If you understand the relationship at all, you would no that Apple has been reliant on Samsung flash, SSDs, processors, etc for several years. They were at kne time Samsungs best client, and most fierce competitor. Samsung would not want to make their software compatible with Apple as it promotes their competitor.
While I understand your carefully word-smithed point, it completely ignores mine, which is quite simple: Apple allows us to put any type of hard disk or SSD in our computers. One of those brands is Samsung, and I would like to be able to use the Samsung software on my Samsung SSD. Samsung could easily make their magician software compatible with Apple. It has nothing to do with what Apple wants or doesn’t want.
most apple user are unable to even install a SSD.. i guess that´s why .. ROTFL.
Sorry, your conclusion that “most apple user[sic] are unable to even install a SSD” is simply incorrect. On the contrary, using simple, easy-to-follow short videos on, say OWC’s site or youtube, nearly every Mac user with a modern Mac can install an SSD made by most any manufacturer. These include 2.5″ form-factor and SSD “daughter” boards in pre 2014 Macbook Air and Macbook Pros, most Mac Minis, and a large number of desktop Macs. The modern Macs that •cannot• be upgraded with an SSD are ones with only soldered-in flash storage, but they do not presently comprise the majority of Macs.
I purchased a 960 EVO M.2 Drive to use for data cache of huge platter drives,
and it wasn’t compatable with drive caching software, and not supported by RAPID – so I couldn’t use it for speeding up the OS Drive either…
I am very glad they continue to develop their software to support all formats of hardware
With the new update, i cannot enable rapid mode anymore. What is wrong with AMD Chipset controller anyway?
RAPID Mode Not supported Samsung SSD 850 EVO
“Under the current system environment, some functions in Magician CANNOT be run:
RAPID mode CANNOT be enabled. (AMD Chipset controller)”
I get the same message with my Intel x99 board, and when I try to install the “strongly recommended” driver Samsung Magician tells me to get, it won’t install, saying “This platform is not supported.” I liked the previous version of Magician, this new one is garbage.
You can still download 4.9.7… but as soon as I get the chance I will sell the Samsung and try crucial and thier Momentum Cache. These things don’t give huge performance gains but they in theory extend the life of the drive.
crucial doesn´t last a second longer.
why would you need RAPID mode?
it does nothing but making low level benchmarks look better.
i have done my own extensive tests with and without rapid mode and my experience is that it makes no sense on SATA 3 ports.
now when you have your SATA 3 samsung SSD on an SATA 2 port and an old CPU (like nehalem or similiar AMD software) then rapid mode can have some benefits under very specific circumstances.
overall rapid mode is a nice PR weapon for samsung but beside low level benmarks and subjective placebo effects it has no real world advantage when you use your SSD on a fast SAT3 port.
i dare anyone to prove me wrong with showing me application benchmarks that show a performance increase bigger than 1-2% (measurement uncertainty). 🙂
i have tested with bapco, SPEC and a few others.
Rapid mode on Sata 3 only ever caused errors for me.
It was no help to the performance of day to day use, just as you said, benchmarks.
Agreed. Rapid mode did bubcus for me. Besides that, with an access time of <1ms, why would you try for more speed?

[Pointing rows]
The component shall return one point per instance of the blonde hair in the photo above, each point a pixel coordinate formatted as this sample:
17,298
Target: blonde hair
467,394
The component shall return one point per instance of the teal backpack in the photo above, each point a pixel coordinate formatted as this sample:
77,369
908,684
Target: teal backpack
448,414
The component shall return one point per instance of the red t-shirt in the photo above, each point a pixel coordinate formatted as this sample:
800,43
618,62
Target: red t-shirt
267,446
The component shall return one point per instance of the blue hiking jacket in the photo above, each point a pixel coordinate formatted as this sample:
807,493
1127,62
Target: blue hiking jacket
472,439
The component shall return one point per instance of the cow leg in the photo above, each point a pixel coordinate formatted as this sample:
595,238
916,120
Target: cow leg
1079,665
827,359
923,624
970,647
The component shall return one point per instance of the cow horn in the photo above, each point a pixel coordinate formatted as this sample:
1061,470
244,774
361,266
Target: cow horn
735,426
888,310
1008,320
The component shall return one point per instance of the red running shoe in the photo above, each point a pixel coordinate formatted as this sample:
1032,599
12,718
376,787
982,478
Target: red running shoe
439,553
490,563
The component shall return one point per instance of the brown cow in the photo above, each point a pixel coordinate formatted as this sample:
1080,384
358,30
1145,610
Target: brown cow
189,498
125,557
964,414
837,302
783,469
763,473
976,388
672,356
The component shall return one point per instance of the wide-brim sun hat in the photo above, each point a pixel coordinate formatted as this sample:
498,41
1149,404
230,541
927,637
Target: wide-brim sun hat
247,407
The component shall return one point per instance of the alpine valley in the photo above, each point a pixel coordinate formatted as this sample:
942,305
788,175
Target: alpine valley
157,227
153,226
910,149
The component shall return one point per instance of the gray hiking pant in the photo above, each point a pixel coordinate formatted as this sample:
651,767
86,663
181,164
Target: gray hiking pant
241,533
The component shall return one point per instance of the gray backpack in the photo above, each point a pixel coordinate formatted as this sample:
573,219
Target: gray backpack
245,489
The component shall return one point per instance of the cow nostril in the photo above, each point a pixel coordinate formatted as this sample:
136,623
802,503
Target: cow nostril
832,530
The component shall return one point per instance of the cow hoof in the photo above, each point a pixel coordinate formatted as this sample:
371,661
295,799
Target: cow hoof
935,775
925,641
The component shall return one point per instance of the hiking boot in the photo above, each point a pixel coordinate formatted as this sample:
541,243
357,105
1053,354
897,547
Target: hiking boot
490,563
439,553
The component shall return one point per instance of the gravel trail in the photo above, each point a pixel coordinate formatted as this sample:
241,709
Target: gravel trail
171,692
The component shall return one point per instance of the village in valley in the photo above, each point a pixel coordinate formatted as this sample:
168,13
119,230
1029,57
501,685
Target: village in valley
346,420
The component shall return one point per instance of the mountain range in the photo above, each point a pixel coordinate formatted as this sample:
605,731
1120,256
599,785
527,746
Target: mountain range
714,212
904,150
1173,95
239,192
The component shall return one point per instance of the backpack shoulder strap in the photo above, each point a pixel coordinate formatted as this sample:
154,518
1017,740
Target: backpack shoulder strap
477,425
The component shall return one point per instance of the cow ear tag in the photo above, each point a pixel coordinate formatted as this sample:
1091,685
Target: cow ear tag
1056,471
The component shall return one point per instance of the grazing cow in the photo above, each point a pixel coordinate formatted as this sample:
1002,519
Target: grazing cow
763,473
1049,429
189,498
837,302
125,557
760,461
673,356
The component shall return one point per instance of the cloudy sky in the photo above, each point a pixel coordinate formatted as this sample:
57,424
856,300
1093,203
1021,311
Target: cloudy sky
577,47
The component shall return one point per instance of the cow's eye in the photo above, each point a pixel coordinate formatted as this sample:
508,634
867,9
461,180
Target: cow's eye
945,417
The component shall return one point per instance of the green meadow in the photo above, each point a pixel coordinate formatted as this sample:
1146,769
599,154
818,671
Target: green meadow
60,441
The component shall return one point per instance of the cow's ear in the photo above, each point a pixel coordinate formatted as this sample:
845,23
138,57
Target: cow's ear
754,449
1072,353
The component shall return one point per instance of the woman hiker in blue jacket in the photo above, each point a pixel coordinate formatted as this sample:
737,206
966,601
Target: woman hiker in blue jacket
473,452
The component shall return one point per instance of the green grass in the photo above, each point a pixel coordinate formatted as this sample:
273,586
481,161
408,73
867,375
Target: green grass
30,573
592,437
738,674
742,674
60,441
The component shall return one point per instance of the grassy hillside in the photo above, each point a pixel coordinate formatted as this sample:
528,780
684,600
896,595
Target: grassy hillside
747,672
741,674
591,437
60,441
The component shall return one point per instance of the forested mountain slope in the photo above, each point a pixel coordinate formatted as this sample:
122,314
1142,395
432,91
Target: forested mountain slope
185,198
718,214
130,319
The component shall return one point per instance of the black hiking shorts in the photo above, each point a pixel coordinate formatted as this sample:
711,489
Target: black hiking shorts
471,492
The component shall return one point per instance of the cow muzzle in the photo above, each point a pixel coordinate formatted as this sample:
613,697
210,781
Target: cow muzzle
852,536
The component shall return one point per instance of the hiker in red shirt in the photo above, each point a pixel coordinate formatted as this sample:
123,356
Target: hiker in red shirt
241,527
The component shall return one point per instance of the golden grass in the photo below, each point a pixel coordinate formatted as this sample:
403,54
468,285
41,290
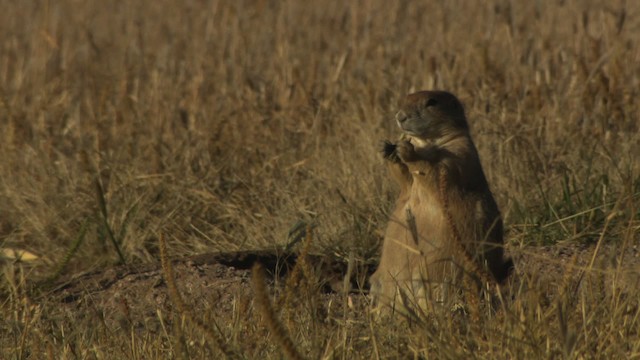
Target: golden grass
219,124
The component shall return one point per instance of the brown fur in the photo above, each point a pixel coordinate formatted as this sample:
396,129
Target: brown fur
444,201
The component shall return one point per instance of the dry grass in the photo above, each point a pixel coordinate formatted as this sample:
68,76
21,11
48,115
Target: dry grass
220,124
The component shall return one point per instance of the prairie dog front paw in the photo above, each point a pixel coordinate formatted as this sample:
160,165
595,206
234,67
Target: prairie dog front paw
406,151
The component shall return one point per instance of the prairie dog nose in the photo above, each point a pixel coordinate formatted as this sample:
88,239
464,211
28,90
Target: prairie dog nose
401,116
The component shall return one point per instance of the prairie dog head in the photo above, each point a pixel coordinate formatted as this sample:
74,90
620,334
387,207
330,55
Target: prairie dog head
429,116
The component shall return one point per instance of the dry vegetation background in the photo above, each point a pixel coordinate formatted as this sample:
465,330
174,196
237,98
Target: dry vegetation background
222,124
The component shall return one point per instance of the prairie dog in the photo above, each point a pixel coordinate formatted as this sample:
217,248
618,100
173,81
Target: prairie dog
445,223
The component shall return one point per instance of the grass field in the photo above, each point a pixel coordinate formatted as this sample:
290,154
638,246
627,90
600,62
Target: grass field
219,125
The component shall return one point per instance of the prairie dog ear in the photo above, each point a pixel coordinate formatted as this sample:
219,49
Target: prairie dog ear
389,150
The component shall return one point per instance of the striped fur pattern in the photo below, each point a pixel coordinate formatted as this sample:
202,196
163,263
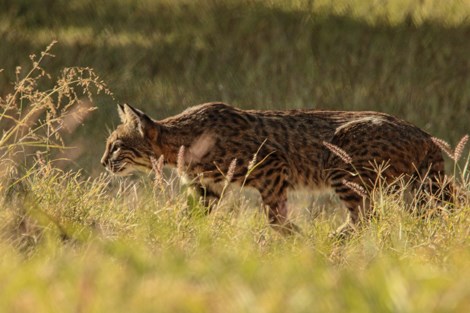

- **YOUR TASKS**:
1/ In the Samsung SSD discussion, what does Samsung Magician say when the user with the Intel x99 board tries to install the recommended driver?
2/ List every kind of Mac that the Samsung SSD discussion names as able to take an SSD upgrade.
3/ Add the next comment to the Samsung SSD discussion, picking up after the last comment shown.
The rows have no connection to the Samsung SSD discussion.

- **ANSWERS IN ORDER**:
1/ "This platform is not supported."

2/
- Pre-2014 Macbook Air
- Pre-2014 Macbook Pro
- Mac Mini (most of them)
- Desktop Macs (a large number of them)

3/
Rapid if I recall correctly specifically targets the use of the windows paging file, reducing dramatically the amount of unnecessary reads and writes…
I understand that my previous Over-Provisioning setup is preserved, but with Samsung removing the Over-Provisioning option altogether, is that their way of saying that end user OP is not needed?
I have 1TB Samsung 840 EVO. My reading online had led me to OP 10% in an effort to enhance performance and longevity. If additional OP on top of the factory OP isn’t worth it then I’ll stop doing it as of my next reformat.
Over-Provisioning isn’t anything new. You are setting aside that 10% so your SSD has room to work with and can write data efficiently extending the life of your drive. If you just didn’t use 10% of your drive in the first place it would do the exact same thing as using OP set to 10%.
SSD’s get fragmented. They can read data fine regardless of space left. But when it comes to writing data when its 99% full, it struggles to make free room and does more work to perform the same task.
did you read what he wrote clown?
he knows what OP does…. you don´t have to repeat what he already said.
he asked if he has to manually set OP or if this makes no sense anymore with the newer drives.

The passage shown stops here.